_Aim of the task_. Extend the case summary on the City of Calgary's liability for missing traffic signs from the point where it ends.

Liability of municipalities - Negligence - Defences - Statutory authority, immunity or exemption - Seven year old Brenden started to cross the street from between two parked yellow Southland Transportation Ltd. school buses and was hit by a speeding vehicle - He suffered severe permanent physical injuries - Brenden settled - Southland proceeded to trial against the City of Calgary, claiming contribution from it for failing to install Playground Zone signs and No Parking signs in the area - The City asserted it was exempt from liability under s. 533 of the Municipal Government Act (MGA) - Southland argued that the statutory exemption did not apply because the decisions resulting in an absence of signage were pure policy decisions - The Alberta Court of Queen's Bench rejected Southland's assertion - The failure to install No Parking signs was a failure to implement a decision, it was not itself a policy decision - Further, the Traffic Engineer was not applying political or economic considerations - He was considering technical standards and applying his expert or professional opinion - It was no coincidence that such decisions had been delegated to an engineer and, in particular, a traffic engineer - The City's playground zone signage decision(s) therefore were not policy decisions - See paragraphs 121 to 134.

Municipal Law - Topic 1818

Liability of municipalities - Negligence - Defences - Statutory authority, immunity or exemption - Section 533 of the Municipal Government Act (MGA) provided that "A municipality is not liable for damage caused (a) by the presence, absence or type of any ... traffic control device ... adjacent to or in, along or on a road" - The Alberta Court of Queen's Bench stated that "The section 533 exemption is not ousted simply because a different limitation on the scope of the City's duty does not apply. The fact that one exemption does not apply does not thereby also supplant the other. Further, the section 533 exemption is very specific to circumstances of the 'presence, absence or type' of (among other things) traffic control devices. It prevails as a matter of statutory interpretation, the specific overriding the general. Still further, if the duty in section 532 prevails then the exemption in 533 is rendered nugatory. The two sections of the MGA in combination mean, among other things, that a municipality is not liable for the absence of a traffic control device (unless that absence resulted from bad faith, ulterior purposes or a patently unreasonable excess of discretion) but once it places a traffic control device it is liable for any failure to maintain it within a reasonable period of time after becoming aware of its defacement, removal or destruction" - See paragraphs 135 to 150.

_Given material_.
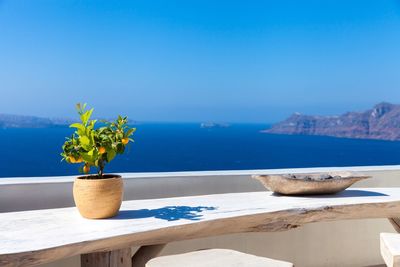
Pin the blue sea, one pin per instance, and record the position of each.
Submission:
(188, 147)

_Response to the task_.
Torts - Topic 61

Negligence - Causation - Causal connection - Seven year old Brenden started to cross the street from between two parked yellow Southland Transportation Ltd. school buses and was hit by a speeding vehicle - He suffered severe permanent physical injuries - Brenden settled - Southland proceeded to trial against the City of Calgary, claiming contribution from it for failing to install Playground Zone signs and No Parking signs in the area - The Alberta Court of Queen's Bench held that the presence of Playground Zone signs would not have avoided the accident or mitigated its severity - However, if No Parking signs had been installed along the street, the accident would not have occurred - See paragraphs 151 to 161.

Torts - Topic 7382

Joint and concurrent tortfeasors - Contribution between tortfeasors - Apportionment of fault - General - Seven year old Brenden started to cross the street from between two parked yellow Southland Transportation Ltd. school buses and was hit by a speeding vehicle - He suffered severe permanent physical injuries - Brenden sued - The parties agreed on damages of $4,625,000 - Southland and the drivers of two of the three parked buses jointly admitted partial responsibility, Southland admitting only vicarious liability for the conduct of its two drivers - One of the drivers was Brenden's mother - The City denied liability - Brenden settled his action - Southland proceeded to trial against the City, claiming contribution from it for failing to install Playground Zone signs and No Parking signs in the area - The Alberta Court of Queen's Bench found that the City was not negligent for the absence of Playground Zone signs but was negligent for the absence of No Parking signs - However, the City was exempt from liability for that absence by reason of s. 533 of the Municipal Government Act - In the event that a reviewing court disagreed with that conclusion, that the City was statutorily exempt from liability to Brenden, then based upon its relative blameworthiness the court would find the City responsible for 12.5% of the damages Brenden suffered - See paragraphs 163 to 184.

Cases Noticed:

Canadian Pacific Railway Co. v. Calgary (City) (1966), 59 D.L.R.(2d) 642 (Alta. C.A.), refd to. [para. 73].

Jetz v. Calgary Olympic Development Association (2002), 328 A.R. 265; 2002 ABQB 887, refd to. [para. 73].

Just v. British Columbia, [1989] 2 S.C.R. 1228; 103 N.R. 1, refd to. [para. 75].

Bantam Haulage v. Skurdelis, [1961] O.W.N. 17 (Ont. C.C.), refd to. [para. 86].

Nanji v. Mercs (1993), 135 A.R. 197; 33 W.A.C. 197 (C.A.), refd to. [para. 87].

Brown v. British Columbia (Minister of Transportation and Highways), [1994] 1 S.C.R. 420; 164 N.R. 161; 42 B.C.A.C. 1; 67 W.A.C. 1, refd to. [para. 99].

Roncarelli v. Duplessi, [1959] S.C.R. 121, refd to. [para. 100].

Entreprises Sibeca Inc. v. Frelighsburg (Municipalité), [2004] 3 S.C.R. 304; 325 N.R. 345; 2004 SCC 61, refd to. [para. 105].

Housen v. Nikolaisen et al., [2002] 2 S.C.R. 235; 286 N.R. 1; 219 Sask.R. 1; 272 W.A.C. 1; 2002 SCC 33, consd. [para. 142].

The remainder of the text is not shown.